**Actions à mener**
a. Répondez à ces questions d'après le texte sur le cinéma de genre français :
(i) Qui réalise L'Heure de la sortie ?
(ii) Combien d'entrées Grave a-t-il réalisées ?
(iii) De quand date la tentative de réanimation la plus marquante du cinéma de genre français ?
b. Donnez la suite du texte sur le cinéma de genre français, à partir de sa dernière phrase.

**Passage fourni**
L'Heure de la sortie : le cinéma de genre français serait-t-il (encore) en train de renaître ?
Le cinéma de genre français existe, et L'Heure de la sortie le rappelle encore.
Le refrain est bien (trop) connu : en France, on ne sait pas faire de bons films de genre. Pire, on n'aime pas ça, et on n'a pas envie d'en faire. Une ritournelle sans cesse contredite par des premiers films, des essais et des surprises, à peu près chaque année.
Rien qu'en 2018 : La Nuit a dévoré le monde, Dans la brume, Ghostland, Revenge. Et 2019 commencera sur une note de genre avec L'Heure de la sortie, de Sébastien Marnier. De quoi avoir envie de revenir sur ce courant, en France.
VIANDE SAISIE
En mai 2018, le CNC marque un coup au moins symbolique : la création d'un fond de soutien au cinéma de genre, sous la présidence de Julia Ducournau, réalisatrice auréolée du succès de Grave. Avec plus de 149 000 entrées, ce premier film centré sur une végétarienne qui découvre les joies de la viande, à ses risques et périls, a résonné de Cannes jusqu'aux Etats-Unis. Et prouvé, encore une fois, que le cinéma de genre français existe, qu'il peut être bien, soutenu par le public comme la critique, et traverser les frontières.
Une nouvelle qui a réchauffé les coeurs des spectateurs avides de chair fraîche, et des artistes en quête de financements. Et qui rappelle que le cinéma de genre français lutte pour sa survie, avec des soubresauts et tentatives de réanimation réguliers. La plus marquante date du début des années 2000, dans une ère post-Scream qui a remis le slasher sur le devant de la scène.

(Étiquettes des points d'objets)

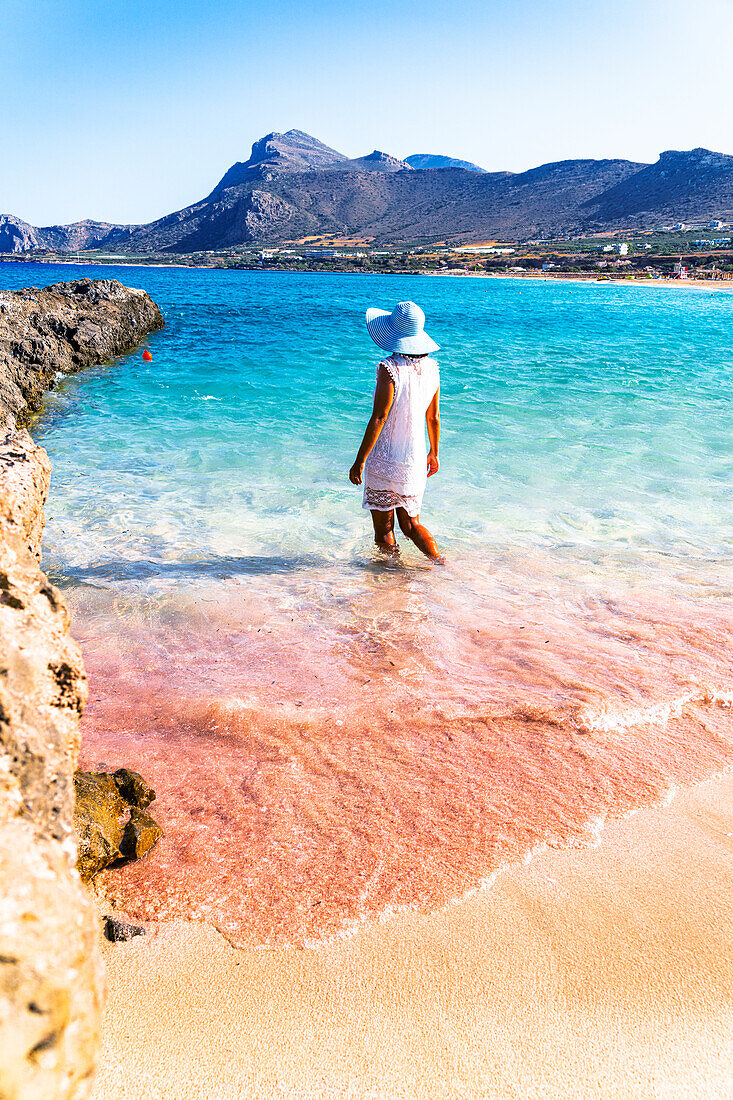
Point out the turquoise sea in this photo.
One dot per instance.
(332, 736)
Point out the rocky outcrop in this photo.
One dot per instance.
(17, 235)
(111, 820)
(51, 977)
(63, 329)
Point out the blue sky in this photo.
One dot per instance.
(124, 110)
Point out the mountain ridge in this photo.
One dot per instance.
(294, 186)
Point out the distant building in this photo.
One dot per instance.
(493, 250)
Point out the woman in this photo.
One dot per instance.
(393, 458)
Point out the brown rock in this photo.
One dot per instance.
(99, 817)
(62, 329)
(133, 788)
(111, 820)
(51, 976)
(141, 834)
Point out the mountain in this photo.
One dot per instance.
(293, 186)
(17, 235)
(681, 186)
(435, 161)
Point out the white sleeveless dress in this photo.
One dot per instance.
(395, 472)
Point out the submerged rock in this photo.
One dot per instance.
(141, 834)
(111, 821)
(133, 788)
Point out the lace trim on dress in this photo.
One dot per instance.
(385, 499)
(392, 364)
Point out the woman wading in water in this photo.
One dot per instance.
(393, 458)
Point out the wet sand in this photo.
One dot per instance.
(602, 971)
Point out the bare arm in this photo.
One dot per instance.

**Réponses données**
a.
(i) Sébastien Marnier.
(ii) Plus de 149 000 entrées.
(iii) Du début des années 2000.

b.
Ainsi était arrivé Promenons-nous dans les bois de Lionel Delplanque, une histoire d'acteurs réunis dans un chateau pour préparer une représentation du Petit Chaperon rouge, et affronter un tueur. Un gros défi pour les producteurs de Fidélités Films, qui ont lutté pour financer et distribuer le film. Pathé s'était lancé à leurs côtés, pour une réussite : si la critique a détruit le film, il a attiré près de 750 000 spectateurs. Un feu vert pour le milieu.
Se promener dans le slasher post-Scream
BARBECUE PARTY
Dans la foulée, Fidélité productions a créé le label Bee Movies pour explorer le genre. Arrivent Un jeu d'enfants avec ses mômes inquiétants en 2001, Bloody Mallory de Julien Magnat en 2002, ou encore Maléfique d'Eric Valette en 2003. Le mouvement lancé par Promenons-nous dans les bois est stoppé net face aux scores très mous de ces films.
Mais entre ça et le buzz autour de Trouble Every Day en 2001, ça donne des idées. En 2003 sort Haute tension d'Alexandre Aja, un survival sanglant avec Cécile de France qui attire un peu l'attention (plus de 110 000 entrées). C'est moins que Brocéliande (dans les 200 000 entrées) de Doug Headline, pourtant oublié depuis. Qui lui-même avait fait moins que Saint Ange de Pascal Laugier (plus de 232 000 entrées). Le succès n'est pas faramineux, mais suffisant pour créer un bel espoir.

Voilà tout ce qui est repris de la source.